*EXERCISES*:
A. Retype the forum thread on the X5 diesel approvals word for word, from "Thanks. E-mail address" down to "approvals are obtained.".
B. Translate this sentence from the forum thread on the X5 diesel approvals into Spanish: "We have issued our certificate for the diesel X5."
C. Carry on writing the forum thread on the X5 diesel approvals, starting right after its last sentence.
─── PAGE TEXT ───
Thanks. E-mail address was incorrect. All information received. :thumbup:


----------



## Lammy Livernips (Mar 23, 2010)

hey guys. i started a similar thread over on xoutpost.com in the x5 forum.

the good news, is that they are not delaying production of the vehicles, but rather shipping them to the VPC until the approvals are obtained.

thanks jonathan for providing an additional level of detail. i will try to find you when i come down for my 2011 x5 PCD in a few weeks.

-Lammy


----------



## I-Won-Today (Feb 21, 2007)

Hi Lammy,

Congrats on the new BMW :thumbup: Please say hello when you're here. You're more than welcome for the information. Glad to help when I can.


----------



## Lammy Livernips (Mar 23, 2010)

*Epa approvals done*

hi all..

i got tired of waiting, so i contacted the EPA myself and here is the good news:

=============
[email protected] to me:

We have issued our certificate for the diesel X5. It is possible that BMW is still waiting for their CARB approval (I don't know), but we are done with our testing.
─── MATERIAL ───
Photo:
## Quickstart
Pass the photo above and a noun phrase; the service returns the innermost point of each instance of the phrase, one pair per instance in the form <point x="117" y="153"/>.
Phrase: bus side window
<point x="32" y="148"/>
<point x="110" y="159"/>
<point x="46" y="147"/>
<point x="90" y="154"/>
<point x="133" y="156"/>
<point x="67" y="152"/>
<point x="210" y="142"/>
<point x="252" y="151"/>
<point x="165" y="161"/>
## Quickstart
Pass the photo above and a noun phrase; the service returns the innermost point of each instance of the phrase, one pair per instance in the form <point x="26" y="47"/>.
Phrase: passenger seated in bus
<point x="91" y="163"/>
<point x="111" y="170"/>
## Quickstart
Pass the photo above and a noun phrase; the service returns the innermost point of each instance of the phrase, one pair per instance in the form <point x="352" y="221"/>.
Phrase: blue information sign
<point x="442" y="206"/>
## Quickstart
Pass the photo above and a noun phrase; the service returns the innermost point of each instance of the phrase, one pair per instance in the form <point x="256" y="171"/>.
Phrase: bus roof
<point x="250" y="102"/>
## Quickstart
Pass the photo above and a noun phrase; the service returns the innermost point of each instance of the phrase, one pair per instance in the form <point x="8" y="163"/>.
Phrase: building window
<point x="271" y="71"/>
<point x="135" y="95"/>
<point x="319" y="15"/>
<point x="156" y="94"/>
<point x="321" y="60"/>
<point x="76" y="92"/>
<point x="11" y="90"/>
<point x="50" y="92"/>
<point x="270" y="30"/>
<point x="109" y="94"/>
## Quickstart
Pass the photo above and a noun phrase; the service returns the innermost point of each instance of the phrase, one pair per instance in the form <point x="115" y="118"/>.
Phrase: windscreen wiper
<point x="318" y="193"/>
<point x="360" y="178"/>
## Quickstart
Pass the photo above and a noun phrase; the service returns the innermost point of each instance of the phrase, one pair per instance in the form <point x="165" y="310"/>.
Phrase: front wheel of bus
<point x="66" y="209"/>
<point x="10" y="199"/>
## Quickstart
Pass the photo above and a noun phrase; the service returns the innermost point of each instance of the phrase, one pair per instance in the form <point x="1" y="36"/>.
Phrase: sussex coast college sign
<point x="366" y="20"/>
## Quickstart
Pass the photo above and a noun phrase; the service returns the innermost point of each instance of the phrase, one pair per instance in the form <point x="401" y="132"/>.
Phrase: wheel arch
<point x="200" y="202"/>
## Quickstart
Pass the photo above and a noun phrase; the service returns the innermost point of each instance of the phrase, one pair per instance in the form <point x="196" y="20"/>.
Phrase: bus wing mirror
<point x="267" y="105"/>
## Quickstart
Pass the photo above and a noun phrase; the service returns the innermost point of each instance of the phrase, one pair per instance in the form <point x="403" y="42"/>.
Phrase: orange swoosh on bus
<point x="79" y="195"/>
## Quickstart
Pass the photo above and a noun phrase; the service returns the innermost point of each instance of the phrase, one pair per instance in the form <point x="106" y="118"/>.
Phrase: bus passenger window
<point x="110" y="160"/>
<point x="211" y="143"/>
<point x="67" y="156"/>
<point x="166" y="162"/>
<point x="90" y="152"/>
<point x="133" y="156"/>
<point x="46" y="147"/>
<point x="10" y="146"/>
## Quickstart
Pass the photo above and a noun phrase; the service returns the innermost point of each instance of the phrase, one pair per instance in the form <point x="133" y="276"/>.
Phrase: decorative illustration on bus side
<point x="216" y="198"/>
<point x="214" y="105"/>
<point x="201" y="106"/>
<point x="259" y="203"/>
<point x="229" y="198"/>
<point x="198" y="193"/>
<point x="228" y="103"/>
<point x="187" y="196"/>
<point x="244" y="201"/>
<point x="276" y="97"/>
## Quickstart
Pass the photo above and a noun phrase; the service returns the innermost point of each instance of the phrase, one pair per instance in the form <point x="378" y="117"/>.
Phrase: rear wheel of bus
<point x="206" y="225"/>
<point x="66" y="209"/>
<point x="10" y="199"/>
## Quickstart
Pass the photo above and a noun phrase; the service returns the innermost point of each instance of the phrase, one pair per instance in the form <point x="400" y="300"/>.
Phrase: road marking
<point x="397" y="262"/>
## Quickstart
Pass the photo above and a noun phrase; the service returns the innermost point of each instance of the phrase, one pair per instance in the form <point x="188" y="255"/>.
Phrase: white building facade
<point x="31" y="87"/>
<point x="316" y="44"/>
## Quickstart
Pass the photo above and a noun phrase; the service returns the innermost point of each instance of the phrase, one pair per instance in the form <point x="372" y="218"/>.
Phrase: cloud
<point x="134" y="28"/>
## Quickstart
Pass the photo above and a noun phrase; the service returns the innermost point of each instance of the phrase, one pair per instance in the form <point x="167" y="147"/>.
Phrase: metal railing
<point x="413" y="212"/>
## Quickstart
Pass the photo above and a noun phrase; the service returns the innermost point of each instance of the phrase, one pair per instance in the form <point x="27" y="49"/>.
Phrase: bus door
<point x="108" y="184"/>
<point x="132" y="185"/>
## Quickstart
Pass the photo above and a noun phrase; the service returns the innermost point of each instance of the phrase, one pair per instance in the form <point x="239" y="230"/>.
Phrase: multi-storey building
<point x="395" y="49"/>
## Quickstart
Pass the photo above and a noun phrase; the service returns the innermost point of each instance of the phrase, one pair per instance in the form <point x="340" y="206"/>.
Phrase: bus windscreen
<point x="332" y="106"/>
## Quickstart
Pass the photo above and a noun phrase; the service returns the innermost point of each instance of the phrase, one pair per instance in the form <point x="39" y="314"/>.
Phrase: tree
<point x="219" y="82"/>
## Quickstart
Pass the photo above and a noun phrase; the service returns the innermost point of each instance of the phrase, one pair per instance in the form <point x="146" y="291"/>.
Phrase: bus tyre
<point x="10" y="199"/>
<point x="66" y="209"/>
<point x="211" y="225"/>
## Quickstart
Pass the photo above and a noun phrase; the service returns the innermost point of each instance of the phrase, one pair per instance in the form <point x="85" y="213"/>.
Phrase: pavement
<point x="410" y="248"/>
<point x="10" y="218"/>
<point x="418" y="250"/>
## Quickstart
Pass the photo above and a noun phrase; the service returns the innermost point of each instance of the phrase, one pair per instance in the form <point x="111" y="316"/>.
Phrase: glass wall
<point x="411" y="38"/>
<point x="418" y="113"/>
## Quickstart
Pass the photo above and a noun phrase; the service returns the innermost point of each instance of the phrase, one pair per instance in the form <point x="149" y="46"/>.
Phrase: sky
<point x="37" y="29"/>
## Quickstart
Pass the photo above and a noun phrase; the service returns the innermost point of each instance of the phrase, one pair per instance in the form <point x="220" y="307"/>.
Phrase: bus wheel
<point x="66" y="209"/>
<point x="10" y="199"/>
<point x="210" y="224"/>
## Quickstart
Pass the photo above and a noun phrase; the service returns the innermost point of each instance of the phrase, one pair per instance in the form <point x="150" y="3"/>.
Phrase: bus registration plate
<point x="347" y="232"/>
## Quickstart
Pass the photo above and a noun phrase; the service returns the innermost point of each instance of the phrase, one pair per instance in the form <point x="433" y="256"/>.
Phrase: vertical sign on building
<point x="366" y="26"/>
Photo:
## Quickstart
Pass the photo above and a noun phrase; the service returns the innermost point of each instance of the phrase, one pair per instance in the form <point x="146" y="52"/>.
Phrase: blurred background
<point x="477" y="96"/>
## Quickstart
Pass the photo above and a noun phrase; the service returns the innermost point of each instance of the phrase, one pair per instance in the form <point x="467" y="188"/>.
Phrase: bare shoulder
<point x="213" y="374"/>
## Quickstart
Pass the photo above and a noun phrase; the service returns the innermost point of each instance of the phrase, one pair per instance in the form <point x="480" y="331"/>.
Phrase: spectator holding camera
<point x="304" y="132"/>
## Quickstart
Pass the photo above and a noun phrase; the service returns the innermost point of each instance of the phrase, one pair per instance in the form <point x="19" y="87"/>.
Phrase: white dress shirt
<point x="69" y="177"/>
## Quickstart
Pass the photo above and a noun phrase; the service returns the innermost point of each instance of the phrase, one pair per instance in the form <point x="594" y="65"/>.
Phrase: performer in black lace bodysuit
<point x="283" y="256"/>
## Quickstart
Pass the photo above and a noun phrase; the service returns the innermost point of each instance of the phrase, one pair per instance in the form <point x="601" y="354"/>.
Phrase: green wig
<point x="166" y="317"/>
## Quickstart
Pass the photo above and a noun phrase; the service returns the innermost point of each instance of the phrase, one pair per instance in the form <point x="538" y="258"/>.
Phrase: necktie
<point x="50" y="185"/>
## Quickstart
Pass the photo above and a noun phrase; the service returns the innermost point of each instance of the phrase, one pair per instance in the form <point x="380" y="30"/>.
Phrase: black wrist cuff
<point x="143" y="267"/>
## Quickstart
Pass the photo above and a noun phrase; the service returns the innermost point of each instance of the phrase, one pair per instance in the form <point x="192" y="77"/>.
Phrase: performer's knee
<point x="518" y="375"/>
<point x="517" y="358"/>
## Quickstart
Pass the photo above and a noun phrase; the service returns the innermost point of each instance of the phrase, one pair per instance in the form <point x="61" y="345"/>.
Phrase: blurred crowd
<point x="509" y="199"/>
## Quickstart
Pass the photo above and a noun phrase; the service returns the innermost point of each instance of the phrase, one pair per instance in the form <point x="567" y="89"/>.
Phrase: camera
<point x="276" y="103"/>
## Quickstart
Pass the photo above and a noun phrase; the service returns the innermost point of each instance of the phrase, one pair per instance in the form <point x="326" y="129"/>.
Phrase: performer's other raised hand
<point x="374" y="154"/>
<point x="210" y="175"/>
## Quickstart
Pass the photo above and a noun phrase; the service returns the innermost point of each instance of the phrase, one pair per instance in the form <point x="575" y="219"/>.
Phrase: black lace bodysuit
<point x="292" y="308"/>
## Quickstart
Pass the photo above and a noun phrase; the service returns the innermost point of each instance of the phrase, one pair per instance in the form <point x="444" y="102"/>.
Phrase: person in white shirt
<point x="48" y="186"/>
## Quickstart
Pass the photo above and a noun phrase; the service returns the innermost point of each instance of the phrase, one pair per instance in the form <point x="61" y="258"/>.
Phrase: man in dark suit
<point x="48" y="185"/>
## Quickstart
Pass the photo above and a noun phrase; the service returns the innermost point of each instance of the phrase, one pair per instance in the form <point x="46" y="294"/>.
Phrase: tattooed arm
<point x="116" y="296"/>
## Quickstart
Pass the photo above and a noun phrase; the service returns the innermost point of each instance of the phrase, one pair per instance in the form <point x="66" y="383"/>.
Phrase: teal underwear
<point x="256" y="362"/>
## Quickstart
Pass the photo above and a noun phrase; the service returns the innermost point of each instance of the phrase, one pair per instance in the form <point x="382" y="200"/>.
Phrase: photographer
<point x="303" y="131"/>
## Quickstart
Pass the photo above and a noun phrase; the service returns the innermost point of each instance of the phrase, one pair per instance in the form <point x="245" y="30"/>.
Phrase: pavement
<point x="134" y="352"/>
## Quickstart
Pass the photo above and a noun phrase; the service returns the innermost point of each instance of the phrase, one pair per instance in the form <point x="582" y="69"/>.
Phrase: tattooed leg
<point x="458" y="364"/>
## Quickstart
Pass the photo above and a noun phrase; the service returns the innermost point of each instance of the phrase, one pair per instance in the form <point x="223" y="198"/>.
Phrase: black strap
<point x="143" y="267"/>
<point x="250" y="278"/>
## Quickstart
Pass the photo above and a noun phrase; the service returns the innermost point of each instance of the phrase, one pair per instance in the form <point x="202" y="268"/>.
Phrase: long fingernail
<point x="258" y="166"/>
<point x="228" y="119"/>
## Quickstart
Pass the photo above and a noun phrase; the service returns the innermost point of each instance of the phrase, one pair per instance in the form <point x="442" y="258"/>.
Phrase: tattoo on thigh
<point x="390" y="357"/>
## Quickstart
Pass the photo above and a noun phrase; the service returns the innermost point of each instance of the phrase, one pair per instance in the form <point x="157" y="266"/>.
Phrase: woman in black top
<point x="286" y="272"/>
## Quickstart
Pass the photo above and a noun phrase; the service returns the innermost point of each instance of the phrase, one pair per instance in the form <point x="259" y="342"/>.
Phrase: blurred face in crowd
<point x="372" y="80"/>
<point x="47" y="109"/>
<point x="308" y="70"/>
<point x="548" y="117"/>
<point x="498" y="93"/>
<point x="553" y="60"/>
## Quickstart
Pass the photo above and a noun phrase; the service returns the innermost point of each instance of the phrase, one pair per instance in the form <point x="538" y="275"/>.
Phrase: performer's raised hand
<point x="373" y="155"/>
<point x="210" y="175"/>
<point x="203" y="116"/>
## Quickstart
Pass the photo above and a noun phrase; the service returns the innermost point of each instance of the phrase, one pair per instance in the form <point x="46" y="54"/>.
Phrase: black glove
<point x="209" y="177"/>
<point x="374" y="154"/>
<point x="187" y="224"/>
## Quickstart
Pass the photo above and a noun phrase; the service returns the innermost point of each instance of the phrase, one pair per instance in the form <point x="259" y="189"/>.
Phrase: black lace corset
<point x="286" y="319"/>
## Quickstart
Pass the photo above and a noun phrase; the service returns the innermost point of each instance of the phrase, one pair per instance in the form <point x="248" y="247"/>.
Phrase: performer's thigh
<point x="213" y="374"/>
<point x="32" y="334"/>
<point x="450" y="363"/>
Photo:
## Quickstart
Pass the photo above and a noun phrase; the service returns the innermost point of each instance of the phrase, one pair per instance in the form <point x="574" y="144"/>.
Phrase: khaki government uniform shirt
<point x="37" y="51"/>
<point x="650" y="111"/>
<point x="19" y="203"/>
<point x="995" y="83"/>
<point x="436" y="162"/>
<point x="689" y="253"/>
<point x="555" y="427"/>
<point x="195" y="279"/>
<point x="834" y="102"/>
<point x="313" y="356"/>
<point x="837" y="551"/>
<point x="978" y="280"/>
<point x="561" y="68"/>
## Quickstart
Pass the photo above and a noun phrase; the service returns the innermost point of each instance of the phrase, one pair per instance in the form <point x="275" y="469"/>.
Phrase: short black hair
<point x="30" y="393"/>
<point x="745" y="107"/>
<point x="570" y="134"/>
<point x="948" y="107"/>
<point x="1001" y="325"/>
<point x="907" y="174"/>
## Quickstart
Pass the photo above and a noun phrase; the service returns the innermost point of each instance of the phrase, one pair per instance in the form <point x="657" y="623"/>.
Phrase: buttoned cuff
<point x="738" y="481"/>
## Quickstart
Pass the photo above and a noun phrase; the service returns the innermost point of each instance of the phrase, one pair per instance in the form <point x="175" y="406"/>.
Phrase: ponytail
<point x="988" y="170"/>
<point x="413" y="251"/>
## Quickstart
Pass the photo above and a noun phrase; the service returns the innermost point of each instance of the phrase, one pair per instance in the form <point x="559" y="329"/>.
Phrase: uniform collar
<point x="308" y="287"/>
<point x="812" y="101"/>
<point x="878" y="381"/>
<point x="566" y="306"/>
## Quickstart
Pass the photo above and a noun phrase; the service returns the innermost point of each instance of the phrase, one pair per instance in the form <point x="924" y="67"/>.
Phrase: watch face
───
*ANSWERS*:
A.
Thanks. E-mail address was incorrect. All information received. :thumbup:


----------



## Lammy Livernips (Mar 23, 2010)

hey guys. i started a similar thread over on xoutpost.com in the x5 forum.

the good news, is that they are not delaying production of the vehicles, but rather shipping them to the VPC until the approvals are obtained.

B. Hemos emitido nuestro certificado para el X5 diésel.

C.
XXX XXX
Manager, Light-Duty Vehicle Group
Compliance and Innovative Strategies Division
United States Environmental Protection Agency
==============

so - looks like we are waiting on CARB at this point. the bad news - i called CARB and they refused to give me any info. will try again...


----------



## jvdeasy (Feb 25, 2007)

Jonathan, I have an X5d in production now ( I have the #) and my CA still cannot confirm a date for all the reasons stated above. If the CARB approval issue is resolved next week, is it realistic to expect a date can be arranged for pick up around 4/27-28? We are planning a trip to the area and hope this can somehow work out. Thanks.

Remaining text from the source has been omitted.